#### [Prompt A]
From the lasca build instructions, list every package that the Ubuntu section installs with apt install.

#### [Document]

Setup LASCAPATH environment variable. Add this to your .bash_profile

export LASCAPATH="${lasca-compiler-src-dir}/libs/base"

Add your ~/.local/bin directory to your PATH

export PATH=$PATH:~/.local/bin

Build and install lasca compiler

make install

Add bash completion config for lasca compiler options:

lasca --bash-completion-script lasca > $(brew --prefix)/etc/bash_completion.d/lasca

Run hello.lasca

lasca --exec examples/hello.lasca

Build on Ubuntu

Requirements: Haskell Stack > 1.6, Cabal > 2.0, LLVM 6, CMake

Don't install Haskell Stack from apt. It's likely to be older than 1.6 and won't be able to upgrade

Do this instead:

curl -sSL https://get.haskellstack.org/ | sh

sudo apt install llvm-6.0-dev libgc-dev zlib1g-dev cmake
sudo add-apt-repository universe
sudo apt install libpcre2-dev
export LASCAPATH="${lasca-compiler-src-dir}/libs/base"
export PATH=$PATH:~/.local/bin
stack setup
make install
lasca -e examples/hello.lasca

Current n-body run

There are several implementation of n-body problem Currently it's quite slow due to boxing.

$ time lasca -e -O2 examples/nbody.lasca -- 50000000
-0.169075164
-0.169059907

real      7m13.261s
user      7m39.476s
sys       0m38.716s

find src -name "*.hs"  | xargs cat | wc -l
4738

cat rts/runtime.c rts/builtin.c rts/lasca.h | wc -l
1324

#### [Prompt B]
In the records, retype the lines between the one holding "Can you see the camera operator's" and the one holding "column 545, row 246", inclusive.

#### [Data for processing]
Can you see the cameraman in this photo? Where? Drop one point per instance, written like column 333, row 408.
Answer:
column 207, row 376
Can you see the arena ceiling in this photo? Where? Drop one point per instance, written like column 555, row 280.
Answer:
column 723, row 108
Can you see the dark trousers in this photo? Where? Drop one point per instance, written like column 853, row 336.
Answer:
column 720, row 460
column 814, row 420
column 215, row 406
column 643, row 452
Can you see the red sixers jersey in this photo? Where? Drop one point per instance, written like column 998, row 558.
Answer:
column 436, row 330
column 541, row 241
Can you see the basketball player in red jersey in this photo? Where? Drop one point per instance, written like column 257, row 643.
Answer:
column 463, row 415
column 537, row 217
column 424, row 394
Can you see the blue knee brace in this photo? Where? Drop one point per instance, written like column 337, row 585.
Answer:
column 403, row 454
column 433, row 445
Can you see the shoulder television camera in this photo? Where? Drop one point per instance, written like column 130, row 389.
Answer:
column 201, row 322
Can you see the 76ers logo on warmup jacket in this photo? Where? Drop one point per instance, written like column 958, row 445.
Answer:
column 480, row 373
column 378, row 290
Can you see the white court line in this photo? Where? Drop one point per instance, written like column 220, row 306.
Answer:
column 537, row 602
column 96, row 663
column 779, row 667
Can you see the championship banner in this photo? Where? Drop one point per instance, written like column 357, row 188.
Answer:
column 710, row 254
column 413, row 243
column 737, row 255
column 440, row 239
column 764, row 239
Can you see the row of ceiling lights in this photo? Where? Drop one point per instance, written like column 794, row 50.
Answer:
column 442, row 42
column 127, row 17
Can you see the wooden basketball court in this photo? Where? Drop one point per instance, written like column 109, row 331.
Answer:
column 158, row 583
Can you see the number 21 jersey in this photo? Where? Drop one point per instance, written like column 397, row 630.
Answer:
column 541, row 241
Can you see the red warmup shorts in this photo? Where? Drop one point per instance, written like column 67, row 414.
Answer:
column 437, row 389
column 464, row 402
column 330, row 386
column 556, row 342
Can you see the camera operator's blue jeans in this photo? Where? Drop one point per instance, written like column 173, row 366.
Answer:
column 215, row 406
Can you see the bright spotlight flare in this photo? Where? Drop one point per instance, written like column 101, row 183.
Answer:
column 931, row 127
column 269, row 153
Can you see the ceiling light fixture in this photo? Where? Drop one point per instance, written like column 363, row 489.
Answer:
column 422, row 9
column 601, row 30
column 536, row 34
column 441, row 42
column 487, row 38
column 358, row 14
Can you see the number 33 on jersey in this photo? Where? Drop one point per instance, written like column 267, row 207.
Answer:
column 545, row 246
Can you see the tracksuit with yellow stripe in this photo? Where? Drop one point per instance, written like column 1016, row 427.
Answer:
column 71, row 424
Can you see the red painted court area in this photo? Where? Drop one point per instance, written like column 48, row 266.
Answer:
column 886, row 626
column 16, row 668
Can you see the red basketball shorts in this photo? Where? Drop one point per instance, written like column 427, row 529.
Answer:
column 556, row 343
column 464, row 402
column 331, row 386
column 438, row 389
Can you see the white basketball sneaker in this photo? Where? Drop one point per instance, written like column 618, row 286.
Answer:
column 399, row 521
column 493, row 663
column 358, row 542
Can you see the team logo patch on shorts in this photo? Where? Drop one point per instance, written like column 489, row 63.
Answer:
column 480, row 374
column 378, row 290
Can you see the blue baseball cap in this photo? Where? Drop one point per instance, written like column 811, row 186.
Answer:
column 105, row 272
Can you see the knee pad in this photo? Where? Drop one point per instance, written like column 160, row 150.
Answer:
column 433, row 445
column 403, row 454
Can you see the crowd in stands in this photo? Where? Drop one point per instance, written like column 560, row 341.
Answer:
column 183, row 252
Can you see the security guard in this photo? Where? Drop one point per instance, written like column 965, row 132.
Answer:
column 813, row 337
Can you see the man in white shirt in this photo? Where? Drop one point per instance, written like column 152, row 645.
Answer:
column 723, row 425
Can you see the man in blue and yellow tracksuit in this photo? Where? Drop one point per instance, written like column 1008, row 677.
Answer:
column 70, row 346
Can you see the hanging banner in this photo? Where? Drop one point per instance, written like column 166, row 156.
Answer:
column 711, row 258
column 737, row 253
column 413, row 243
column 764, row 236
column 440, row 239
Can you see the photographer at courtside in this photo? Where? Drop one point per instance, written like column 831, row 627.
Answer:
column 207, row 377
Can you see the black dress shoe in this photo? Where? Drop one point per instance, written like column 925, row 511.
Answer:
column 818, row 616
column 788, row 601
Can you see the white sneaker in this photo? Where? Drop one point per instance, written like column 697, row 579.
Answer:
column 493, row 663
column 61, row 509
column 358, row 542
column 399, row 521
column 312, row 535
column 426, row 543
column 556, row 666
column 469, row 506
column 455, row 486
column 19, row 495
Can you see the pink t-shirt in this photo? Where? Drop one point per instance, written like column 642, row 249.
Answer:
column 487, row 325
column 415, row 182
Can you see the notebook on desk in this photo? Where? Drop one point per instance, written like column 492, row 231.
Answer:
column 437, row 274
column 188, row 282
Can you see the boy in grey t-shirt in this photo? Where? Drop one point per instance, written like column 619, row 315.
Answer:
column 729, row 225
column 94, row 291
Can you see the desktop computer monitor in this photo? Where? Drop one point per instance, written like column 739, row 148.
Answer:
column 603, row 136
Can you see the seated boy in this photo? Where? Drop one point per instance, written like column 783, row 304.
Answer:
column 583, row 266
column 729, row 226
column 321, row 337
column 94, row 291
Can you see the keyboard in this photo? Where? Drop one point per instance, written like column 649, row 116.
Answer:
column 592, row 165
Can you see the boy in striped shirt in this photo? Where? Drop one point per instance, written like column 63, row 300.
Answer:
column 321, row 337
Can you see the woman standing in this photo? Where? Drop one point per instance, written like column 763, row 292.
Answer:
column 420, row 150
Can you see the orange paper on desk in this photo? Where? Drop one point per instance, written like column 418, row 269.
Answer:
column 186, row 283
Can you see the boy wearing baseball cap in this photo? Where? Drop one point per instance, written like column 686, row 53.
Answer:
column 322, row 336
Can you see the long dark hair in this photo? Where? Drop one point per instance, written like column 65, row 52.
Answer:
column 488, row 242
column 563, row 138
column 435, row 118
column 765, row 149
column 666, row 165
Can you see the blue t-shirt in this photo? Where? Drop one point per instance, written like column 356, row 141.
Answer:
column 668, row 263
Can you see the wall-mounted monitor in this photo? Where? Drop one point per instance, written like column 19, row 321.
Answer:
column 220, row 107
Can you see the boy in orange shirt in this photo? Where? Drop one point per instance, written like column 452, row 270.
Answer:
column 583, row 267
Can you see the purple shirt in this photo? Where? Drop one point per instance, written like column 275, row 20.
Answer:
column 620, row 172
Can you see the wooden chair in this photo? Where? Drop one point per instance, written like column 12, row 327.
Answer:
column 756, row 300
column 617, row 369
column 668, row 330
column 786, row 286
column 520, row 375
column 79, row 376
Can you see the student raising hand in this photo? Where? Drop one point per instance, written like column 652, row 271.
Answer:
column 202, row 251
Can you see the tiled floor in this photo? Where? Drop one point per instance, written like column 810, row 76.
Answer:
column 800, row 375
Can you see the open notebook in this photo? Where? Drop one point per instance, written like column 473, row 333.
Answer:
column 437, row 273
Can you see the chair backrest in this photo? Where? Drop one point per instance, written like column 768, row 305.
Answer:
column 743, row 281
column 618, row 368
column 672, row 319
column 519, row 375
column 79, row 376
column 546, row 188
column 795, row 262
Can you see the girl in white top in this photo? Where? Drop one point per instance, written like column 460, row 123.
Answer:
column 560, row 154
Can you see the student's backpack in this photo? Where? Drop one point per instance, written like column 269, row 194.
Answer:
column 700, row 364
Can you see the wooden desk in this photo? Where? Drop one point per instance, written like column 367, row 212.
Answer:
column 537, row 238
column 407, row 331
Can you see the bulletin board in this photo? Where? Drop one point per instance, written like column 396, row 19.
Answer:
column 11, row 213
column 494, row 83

#### [Right answer A]
llvm-6.0-dev
libgc-dev
zlib1g-dev
cmake
libpcre2-dev

#### [Right answer B]
Can you see the camera operator's blue jeans in this photo? Where? Drop one point per instance, written like column 173, row 366.
Answer:
column 215, row 406
Can you see the bright spotlight flare in this photo? Where? Drop one point per instance, written like column 101, row 183.
Answer:
column 931, row 127
column 269, row 153
Can you see the ceiling light fixture in this photo? Where? Drop one point per instance, written like column 363, row 489.
Answer:
column 422, row 9
column 601, row 30
column 536, row 34
column 441, row 42
column 487, row 38
column 358, row 14
Can you see the number 33 on jersey in this photo? Where? Drop one point per instance, written like column 267, row 207.
Answer:
column 545, row 246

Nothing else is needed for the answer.